The problem
Can you restate the records below word for word?

Raw records
(begin)
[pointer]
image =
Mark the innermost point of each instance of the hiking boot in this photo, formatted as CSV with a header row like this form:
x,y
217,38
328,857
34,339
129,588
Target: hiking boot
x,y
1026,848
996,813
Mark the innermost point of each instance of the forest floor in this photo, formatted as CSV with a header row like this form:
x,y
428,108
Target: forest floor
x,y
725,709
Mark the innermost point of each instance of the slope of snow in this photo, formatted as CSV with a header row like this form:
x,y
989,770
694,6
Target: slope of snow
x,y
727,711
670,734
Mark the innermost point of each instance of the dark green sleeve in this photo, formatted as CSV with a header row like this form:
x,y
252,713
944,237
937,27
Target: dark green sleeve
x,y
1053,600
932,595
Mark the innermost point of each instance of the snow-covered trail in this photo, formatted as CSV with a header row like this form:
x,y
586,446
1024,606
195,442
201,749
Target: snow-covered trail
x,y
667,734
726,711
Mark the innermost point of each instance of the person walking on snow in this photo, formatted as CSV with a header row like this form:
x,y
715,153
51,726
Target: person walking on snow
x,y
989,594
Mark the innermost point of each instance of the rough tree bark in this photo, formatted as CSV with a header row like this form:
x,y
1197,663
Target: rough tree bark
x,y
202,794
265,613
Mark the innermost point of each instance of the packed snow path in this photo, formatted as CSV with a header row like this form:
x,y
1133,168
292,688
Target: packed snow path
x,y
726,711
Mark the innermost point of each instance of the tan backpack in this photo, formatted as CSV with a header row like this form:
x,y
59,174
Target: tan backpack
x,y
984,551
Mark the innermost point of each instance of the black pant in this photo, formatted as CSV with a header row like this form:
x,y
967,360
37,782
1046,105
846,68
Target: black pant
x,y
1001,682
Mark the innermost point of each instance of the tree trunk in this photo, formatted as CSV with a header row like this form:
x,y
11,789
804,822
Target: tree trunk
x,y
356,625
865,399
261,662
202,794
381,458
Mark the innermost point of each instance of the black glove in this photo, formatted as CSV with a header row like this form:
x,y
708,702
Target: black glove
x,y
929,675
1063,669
(end)
Written answer
[pointer]
image =
Mark the innermost point of each instance of the hiking boot in this photo, formatted as CSV with a header row like this form:
x,y
217,38
328,857
34,339
129,588
Target: hiking boot
x,y
1026,848
996,813
Mark the innermost point of each instance of the forest floor in this photo, formatted as CSV with a header row like this form:
x,y
428,108
Target: forest floor
x,y
725,709
Mark the innermost point of each instance of the slope of snow in this photo, formatted as CSV with a header row like this form:
x,y
989,770
694,6
Target: slope of snow
x,y
727,711
670,734
Mark the innermost point of each instance of the dark green sleeve in this photo, formatted as CSV with a header row like this form:
x,y
252,713
944,237
937,27
Target: dark green sleeve
x,y
1053,600
932,595
Mark the innermost point of each instance of the snow-covered trail in this photo, formatted as CSV with a header row like this form:
x,y
586,446
1024,606
195,442
201,749
Target: snow-covered trail
x,y
667,734
726,711
Mark the innermost point of each instance of the person walking on snow in this photo, formatted as CSV with a header row like this form:
x,y
715,153
51,726
Target: person walking on snow
x,y
989,594
Mark the innermost point of each instance of the rough tree bark in this photo, formatted as CSV with a header row like this form:
x,y
1197,663
Target: rough tree bark
x,y
202,794
265,613
Mark the innermost point of each instance of the packed snow path in this photo, formatted as CSV with a header row like this form:
x,y
1133,168
292,688
Target: packed snow path
x,y
726,711
Mark the innermost point of each instance of the tan backpack in this photo, formatted as CSV with a header row like this form:
x,y
59,174
Target: tan backpack
x,y
984,551
Mark the innermost point of each instance of the black pant in this photo, formatted as CSV with a header row like this form:
x,y
967,360
37,782
1046,105
846,68
Target: black pant
x,y
1001,682
Mark the innermost point of each instance of the tree trunk in this photo, formatted as CSV with a header row like this form:
x,y
11,789
804,822
Target: tree trunk
x,y
356,625
865,399
261,662
202,794
381,458
Mark the innermost point of each instance of the black glove in this photo, formatted as CSV with a header row like this form:
x,y
708,702
Target: black glove
x,y
929,675
1063,669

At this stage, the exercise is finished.